(TEXTAUSSCHNITT):

==*==

Deutschland muß noch mehr aufwachen, Reformen durchzuführen.

Horst Köhler, Bewerber um die Lübke-Nachfolge

FreundInnen
    16. Februar, "Der Spiegel":
Helmut Kohl bedankte sich artig bei der Chefredakteurin der linken Tageszeitung "Taz". In der Jubiläumsausgabe "25 Jahre! Die ›Taz‹ feiert" im vergangenen September hatte die "Taz"- Chefin Bascha Mika den Altkanzler mit einem Interview, geführt von Kohl-Freund Kai Diekmann, Chefredakteur der "Bildzeitung", auftreten lassen. Zu sehen war auf der Titelseite die Zeile: "Heute gibt's Kohl" nebst einem Kohl-Porträt des Fotografen Daniel Biskup. Der "Taz"-Aufmacher gefiel dem Altkanzler offenbar so gut, daß er das Foto inzwischen auf seine Autogrammkarte gesetzt hat. Dies berichtet dieser Tage Diekmann der "Taz"-Chefredakteurin stolz in einem erläuternden Schreiben: "Und damit Sie, liebe Bascha, mir das auch wirklich glauben, habe ich Helmut Kohl bei meinem letzten Besuch gebeten, für Sie seine neue Autogrammkarte zu unterschreiben - der "Taz"-Chefin vom Altbundeskanzler persönlich gewidmet ... Voilà!" Beigelegt war eine von Kohl signierte Karte: "Für Bascha Mika - Helmut Kohl."

Für Steinbach, zum Glotzen
    26. Februar, DPA:
Der frühere tschechoslowakische Präsident Edvard Benesch ist vom tschechischen Abgeordnetenhaus mit einem eigenen Gesetz für seine "Verdienste um den Staat" gewürdigt worden. Die Formulierung gilt als besondere Ehre, da sie bisher nur dem Staatsgründer Tomás G. Masaryk zuteil geworden war.

==*==

(AUSGANGSDATEN):
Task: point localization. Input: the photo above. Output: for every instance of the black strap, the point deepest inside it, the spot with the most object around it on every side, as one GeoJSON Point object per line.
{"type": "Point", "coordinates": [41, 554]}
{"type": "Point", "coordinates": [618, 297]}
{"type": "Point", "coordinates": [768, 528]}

==*==

(AUFGABE):
Führe die Presseschau mit den kommentierten Februarmeldungen nach ihrem letzten Satz fort.

(ANTWORT):
Grüß Gott, Lenin
    28. Februar, DPA:
Die Stimmung in der ostdeutschen Bevölkerung ist so schlecht wie noch nie. Fast jeder Zweite (45 Prozent) beurteilt die eigene wirtschaftliche Situation schlechter als noch vor fünf Jahren. Nur ein Drittel (30 Prozent) ist mit der eigenen Lage zufrieden. Lediglich 20 Prozent geben an, sich als "richtige Bundesbürger" zu fühlen. Nur ein Prozent der Befragten sieht Ost und West als Einheit.

Die Doris 1
    3. März, "Bild":
Kanzlergattin Doris Schröder-Köpf ist mächtig sauer auf die Dienstleistungsgwerkschaft Verdi. Der Grund: Rund 3.000 Postler hatten am Reihenendhaus des Kanzlers im Zooviertel von Hannover 20 Minuten lang gegen Kürzungen beim Urlaubs- und Weihnachtsgeld demonstriert. Die Kanzlergattin verfolgte die Demo zeitweise am Fenster und mußte mitanhören, wie Verdi-Landeschef Wolfgang Denia die Menge durch ein Megaphon anfeuerte, "Kante gegen Schröders Politik" zu zeigen. In der "Hannoverschen Allgemeinen Zeitung" empörte sich Doris Schröder-Köpf: "Das hat es meines Wissens bei Helmut Kohl in Oggersheim nicht gegeben."

Die Doris 2
    4. März, "Bild"-Rubrik "Leser schreiben in ›Bild‹":
Wirklich eine Frechheit, wenn die Armen so nah an der Villa vorbeiziehen. Leider kann nicht jeder Postler reich heiraten. Die große Dame hätte die Rolläden runterlassen sollen.
Robert Eucker
Ich würde sagen, die verehrte Kanzlergattin soll ihr Töchterlein und ihren Versager unter den Arm klemmen und dahin verschwinden, wo noch kein Mensch war.
Andrea Hentsch
Soso, die Kanzlerfrau ist lärmbelästigt? Zum Trost sei ihr gesagt, daß die Mehrzahl der Deutschen täglich durch die miese Politik ihres Göttergatten "belästigt" wird. Hans-Georg Müller

Der Doris ihr'n Mann
    4. März, DPA:
Bundeskanzler Gerhard Schröder (SPD) steht für Interviews mit der "Bildzeitung" nicht mehr zur Verfügung. Regierungssprecher Béla Anda kritisierte die Berichterstattung als "Mischung aus Häme, Hetze, Verächtlichmachung der Akteure, garniert mit Halbwahrheiten". Anda war mehrere Jahre lang "Bild"-Redakteur.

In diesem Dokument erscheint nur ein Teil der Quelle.